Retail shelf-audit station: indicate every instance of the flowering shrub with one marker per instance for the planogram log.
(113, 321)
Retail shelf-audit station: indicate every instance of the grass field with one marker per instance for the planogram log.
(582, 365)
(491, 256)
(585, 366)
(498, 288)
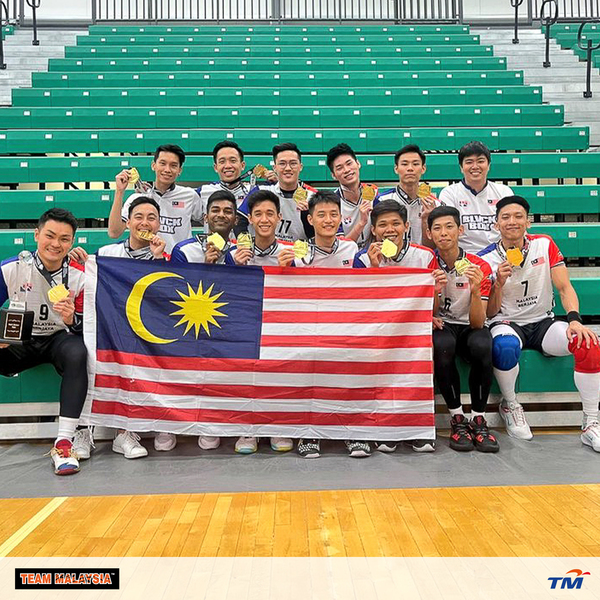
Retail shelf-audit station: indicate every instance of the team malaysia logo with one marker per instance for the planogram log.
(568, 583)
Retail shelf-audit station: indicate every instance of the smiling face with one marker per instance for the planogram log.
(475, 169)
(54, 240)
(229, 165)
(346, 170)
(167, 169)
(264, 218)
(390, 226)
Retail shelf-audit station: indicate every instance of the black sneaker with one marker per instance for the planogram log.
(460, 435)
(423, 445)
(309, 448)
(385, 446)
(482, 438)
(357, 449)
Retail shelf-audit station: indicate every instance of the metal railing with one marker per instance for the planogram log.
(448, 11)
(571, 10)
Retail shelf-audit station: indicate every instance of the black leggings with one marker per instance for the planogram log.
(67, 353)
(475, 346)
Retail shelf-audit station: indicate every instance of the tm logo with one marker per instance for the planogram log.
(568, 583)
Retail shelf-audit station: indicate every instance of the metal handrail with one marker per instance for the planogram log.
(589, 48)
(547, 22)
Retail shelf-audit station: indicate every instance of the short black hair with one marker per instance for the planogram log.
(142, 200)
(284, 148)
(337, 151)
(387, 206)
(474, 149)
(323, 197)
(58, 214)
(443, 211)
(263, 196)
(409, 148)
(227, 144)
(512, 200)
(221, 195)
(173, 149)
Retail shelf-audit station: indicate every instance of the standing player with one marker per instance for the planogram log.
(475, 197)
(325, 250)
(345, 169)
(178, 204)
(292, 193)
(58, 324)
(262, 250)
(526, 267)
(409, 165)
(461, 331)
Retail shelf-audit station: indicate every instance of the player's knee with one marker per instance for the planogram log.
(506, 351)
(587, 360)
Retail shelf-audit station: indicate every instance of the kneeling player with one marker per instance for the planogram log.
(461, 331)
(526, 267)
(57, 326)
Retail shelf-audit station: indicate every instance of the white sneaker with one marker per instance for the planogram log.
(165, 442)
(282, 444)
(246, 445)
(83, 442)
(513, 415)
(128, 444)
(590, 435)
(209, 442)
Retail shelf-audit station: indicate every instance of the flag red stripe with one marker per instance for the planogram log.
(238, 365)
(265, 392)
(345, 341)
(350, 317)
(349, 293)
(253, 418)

# # #

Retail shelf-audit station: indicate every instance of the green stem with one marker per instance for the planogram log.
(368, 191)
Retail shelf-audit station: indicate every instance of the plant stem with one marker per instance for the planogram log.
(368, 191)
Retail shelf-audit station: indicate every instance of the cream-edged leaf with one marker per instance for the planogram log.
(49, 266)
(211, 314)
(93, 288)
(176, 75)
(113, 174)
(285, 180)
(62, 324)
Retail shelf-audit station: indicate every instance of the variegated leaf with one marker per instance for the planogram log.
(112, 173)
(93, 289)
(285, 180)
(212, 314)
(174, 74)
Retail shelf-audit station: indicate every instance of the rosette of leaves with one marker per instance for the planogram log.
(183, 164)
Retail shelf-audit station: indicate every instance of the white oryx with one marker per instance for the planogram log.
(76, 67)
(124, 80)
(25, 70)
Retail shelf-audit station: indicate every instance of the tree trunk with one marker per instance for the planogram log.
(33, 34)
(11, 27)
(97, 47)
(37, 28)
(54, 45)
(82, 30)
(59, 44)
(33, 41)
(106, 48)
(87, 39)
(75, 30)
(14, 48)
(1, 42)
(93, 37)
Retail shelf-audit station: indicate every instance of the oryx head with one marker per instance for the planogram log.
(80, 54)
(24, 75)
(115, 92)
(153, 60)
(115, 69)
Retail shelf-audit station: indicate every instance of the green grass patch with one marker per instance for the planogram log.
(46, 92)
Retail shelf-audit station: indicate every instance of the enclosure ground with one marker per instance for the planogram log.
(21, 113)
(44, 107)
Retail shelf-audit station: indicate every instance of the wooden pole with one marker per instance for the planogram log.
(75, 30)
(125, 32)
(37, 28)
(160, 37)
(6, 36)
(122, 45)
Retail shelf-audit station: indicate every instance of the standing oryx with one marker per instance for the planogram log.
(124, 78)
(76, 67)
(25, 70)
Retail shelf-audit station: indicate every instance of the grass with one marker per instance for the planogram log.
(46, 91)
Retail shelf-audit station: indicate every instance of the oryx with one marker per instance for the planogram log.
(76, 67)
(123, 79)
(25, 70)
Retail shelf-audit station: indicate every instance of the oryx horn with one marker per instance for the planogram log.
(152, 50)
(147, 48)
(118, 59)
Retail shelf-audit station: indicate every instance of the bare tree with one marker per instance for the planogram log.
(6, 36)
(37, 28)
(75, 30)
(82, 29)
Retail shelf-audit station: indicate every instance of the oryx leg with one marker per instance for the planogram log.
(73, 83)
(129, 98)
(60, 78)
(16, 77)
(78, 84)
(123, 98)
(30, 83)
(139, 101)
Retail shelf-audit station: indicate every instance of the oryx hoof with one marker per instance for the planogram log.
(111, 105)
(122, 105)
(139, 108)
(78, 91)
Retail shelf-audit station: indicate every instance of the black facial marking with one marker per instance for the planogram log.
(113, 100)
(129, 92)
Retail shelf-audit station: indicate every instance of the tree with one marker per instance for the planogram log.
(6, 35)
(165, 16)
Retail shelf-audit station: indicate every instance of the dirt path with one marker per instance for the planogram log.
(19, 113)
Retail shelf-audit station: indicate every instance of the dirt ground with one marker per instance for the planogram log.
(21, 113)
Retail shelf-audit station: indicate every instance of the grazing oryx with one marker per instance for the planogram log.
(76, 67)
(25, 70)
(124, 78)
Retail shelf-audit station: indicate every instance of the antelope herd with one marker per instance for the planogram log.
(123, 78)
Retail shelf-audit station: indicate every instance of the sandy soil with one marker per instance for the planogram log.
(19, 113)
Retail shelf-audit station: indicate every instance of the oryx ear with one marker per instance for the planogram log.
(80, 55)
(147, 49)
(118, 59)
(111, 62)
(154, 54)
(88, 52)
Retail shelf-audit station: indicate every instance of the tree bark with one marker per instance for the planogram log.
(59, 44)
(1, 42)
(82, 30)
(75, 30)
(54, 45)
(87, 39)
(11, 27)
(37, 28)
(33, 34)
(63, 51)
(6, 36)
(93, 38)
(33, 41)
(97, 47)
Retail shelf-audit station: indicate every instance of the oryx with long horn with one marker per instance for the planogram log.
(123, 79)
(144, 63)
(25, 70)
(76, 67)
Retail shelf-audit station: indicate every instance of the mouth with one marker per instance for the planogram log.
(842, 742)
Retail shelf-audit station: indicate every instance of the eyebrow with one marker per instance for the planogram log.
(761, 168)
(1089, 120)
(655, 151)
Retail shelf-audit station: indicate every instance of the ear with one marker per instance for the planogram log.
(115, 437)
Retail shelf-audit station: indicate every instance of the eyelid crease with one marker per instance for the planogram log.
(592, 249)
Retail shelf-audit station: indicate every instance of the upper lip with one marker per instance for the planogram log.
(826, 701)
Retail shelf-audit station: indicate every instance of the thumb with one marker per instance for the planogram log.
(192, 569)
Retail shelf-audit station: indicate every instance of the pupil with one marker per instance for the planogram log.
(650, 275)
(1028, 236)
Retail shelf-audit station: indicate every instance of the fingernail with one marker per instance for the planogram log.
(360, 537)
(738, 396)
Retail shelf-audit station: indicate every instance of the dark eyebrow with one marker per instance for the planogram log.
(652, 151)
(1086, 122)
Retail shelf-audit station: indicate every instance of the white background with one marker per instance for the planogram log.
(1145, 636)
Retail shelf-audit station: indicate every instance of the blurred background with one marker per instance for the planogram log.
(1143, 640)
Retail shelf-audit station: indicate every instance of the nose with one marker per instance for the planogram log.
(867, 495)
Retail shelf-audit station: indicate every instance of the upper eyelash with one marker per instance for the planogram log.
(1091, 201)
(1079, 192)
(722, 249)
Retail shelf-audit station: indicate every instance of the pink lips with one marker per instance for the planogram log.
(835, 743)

# # #

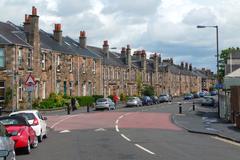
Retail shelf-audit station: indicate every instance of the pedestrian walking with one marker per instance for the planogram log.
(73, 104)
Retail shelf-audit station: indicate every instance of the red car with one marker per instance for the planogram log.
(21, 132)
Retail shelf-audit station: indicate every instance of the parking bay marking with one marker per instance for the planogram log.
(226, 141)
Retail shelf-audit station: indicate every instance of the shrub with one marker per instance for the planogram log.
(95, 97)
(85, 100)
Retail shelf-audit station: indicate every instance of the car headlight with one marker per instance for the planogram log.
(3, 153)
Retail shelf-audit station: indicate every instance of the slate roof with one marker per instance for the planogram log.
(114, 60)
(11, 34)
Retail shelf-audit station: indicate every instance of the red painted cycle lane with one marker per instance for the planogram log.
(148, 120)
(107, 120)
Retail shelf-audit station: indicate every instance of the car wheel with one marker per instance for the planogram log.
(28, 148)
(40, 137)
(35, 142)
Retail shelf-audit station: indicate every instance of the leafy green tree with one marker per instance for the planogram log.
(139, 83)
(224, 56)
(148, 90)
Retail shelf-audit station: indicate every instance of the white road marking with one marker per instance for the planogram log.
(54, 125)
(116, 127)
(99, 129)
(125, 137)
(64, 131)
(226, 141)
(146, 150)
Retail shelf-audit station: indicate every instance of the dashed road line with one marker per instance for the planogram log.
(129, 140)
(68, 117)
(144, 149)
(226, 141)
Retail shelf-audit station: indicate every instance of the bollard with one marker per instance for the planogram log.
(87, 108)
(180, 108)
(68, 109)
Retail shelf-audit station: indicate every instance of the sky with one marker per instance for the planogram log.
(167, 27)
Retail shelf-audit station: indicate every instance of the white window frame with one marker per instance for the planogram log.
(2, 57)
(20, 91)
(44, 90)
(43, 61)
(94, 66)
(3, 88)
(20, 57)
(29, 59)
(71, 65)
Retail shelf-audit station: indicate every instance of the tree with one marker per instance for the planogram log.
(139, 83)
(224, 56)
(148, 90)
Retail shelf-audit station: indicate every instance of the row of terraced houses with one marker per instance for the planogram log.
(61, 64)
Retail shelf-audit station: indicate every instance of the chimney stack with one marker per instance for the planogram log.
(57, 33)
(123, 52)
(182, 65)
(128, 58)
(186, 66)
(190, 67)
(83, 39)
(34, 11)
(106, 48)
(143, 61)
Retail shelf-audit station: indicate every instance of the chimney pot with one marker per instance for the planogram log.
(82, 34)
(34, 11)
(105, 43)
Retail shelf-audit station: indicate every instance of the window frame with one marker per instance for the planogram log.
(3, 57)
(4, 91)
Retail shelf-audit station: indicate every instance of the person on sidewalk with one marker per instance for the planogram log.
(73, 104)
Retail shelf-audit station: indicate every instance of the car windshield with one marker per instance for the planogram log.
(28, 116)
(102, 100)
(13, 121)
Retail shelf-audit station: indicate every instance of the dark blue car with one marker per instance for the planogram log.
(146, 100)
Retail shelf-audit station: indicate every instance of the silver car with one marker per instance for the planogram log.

# # #

# Your task
Retype, unchanged, the part that opens with the line containing "the car windshield" and closes with the line containing "of the silver", including both of those lines.

# Exercise result
Retail shelf-audit station: indicate every instance of the car windshield with one marker per instance for the planogram log.
(28, 116)
(102, 100)
(13, 121)
Retail shelf-audit station: indicate every instance of the dark blue car with one marker per instance for the planogram log.
(146, 100)
Retail shelf-audit station: indicate every instance of the silver car with one marker per instance for the planogram log.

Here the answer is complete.